Items from a dataset
= = = = = = =

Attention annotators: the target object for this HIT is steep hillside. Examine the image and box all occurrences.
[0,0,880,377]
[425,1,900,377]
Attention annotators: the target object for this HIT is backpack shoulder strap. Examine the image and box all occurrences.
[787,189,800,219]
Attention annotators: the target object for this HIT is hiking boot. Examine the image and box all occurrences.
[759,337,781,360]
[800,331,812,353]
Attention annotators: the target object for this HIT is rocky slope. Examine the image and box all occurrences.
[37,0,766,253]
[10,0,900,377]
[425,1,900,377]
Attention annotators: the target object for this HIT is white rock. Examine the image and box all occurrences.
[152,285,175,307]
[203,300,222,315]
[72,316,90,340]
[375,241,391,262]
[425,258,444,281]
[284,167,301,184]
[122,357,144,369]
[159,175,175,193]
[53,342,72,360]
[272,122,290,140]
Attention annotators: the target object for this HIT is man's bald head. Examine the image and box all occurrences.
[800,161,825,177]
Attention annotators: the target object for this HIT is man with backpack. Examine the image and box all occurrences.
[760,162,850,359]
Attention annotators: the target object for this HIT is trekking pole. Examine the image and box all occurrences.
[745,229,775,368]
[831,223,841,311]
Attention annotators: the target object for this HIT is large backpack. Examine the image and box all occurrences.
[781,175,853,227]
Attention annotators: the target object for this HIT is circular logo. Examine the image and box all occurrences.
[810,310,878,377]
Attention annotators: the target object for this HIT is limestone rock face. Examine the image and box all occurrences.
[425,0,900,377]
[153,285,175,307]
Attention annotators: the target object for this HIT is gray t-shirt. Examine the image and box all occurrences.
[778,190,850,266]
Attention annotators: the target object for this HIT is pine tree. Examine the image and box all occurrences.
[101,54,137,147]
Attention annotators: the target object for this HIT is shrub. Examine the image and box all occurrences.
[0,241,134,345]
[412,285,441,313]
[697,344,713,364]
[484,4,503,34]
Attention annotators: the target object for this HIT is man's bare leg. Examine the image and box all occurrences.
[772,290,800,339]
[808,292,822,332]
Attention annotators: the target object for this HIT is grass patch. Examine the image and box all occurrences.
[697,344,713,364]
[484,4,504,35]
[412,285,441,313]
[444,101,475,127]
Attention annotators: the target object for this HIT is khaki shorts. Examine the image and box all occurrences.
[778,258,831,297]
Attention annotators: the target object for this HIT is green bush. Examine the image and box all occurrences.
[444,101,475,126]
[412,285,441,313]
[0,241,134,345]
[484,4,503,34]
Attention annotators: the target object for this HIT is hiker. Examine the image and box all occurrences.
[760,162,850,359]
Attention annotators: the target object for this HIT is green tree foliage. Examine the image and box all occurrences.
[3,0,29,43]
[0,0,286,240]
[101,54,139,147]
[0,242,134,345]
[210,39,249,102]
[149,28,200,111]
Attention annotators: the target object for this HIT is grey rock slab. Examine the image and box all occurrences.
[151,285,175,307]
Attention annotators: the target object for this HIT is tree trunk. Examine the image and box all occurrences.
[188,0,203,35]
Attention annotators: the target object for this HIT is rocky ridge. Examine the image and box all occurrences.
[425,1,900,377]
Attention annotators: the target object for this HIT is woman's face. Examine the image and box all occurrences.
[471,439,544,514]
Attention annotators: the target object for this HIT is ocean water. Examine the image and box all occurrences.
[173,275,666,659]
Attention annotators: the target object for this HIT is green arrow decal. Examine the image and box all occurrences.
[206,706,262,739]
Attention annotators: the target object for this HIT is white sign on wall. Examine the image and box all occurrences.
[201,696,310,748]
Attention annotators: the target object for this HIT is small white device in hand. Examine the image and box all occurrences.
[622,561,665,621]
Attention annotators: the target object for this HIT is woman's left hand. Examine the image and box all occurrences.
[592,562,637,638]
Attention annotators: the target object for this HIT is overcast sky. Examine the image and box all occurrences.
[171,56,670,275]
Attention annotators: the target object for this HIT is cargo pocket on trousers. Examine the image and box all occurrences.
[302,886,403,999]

= = = = = = =

INSTRUCTION:
Output, unchanged, the lines from the line with "decal. Examine the image and box all occurrences." through the final line of the material.

RESPONSE TO THIS TASK:
Attention annotators: the target object for this HIT is green arrow decal. Examine the image and box all occurrences.
[206,706,262,739]
Attention annotators: the target object for this HIT is white sign on wall. Examine the image and box all occurrences.
[201,696,310,748]
Attention annotators: the target object for this HIT is small white device in hand. Examine the image and box all occurrences.
[622,561,665,621]
Attention annotators: the target object for this HIT is woman's left hand. Examine the image and box all occurrences.
[592,562,637,638]
Attention annotators: the target object for this HIT is overcast sky. Examine the image and box all occurrences.
[171,56,670,275]
Attention annotators: the target object for this HIT is cargo pocket on trousers. Examine the image and box all occurrences.
[302,886,403,999]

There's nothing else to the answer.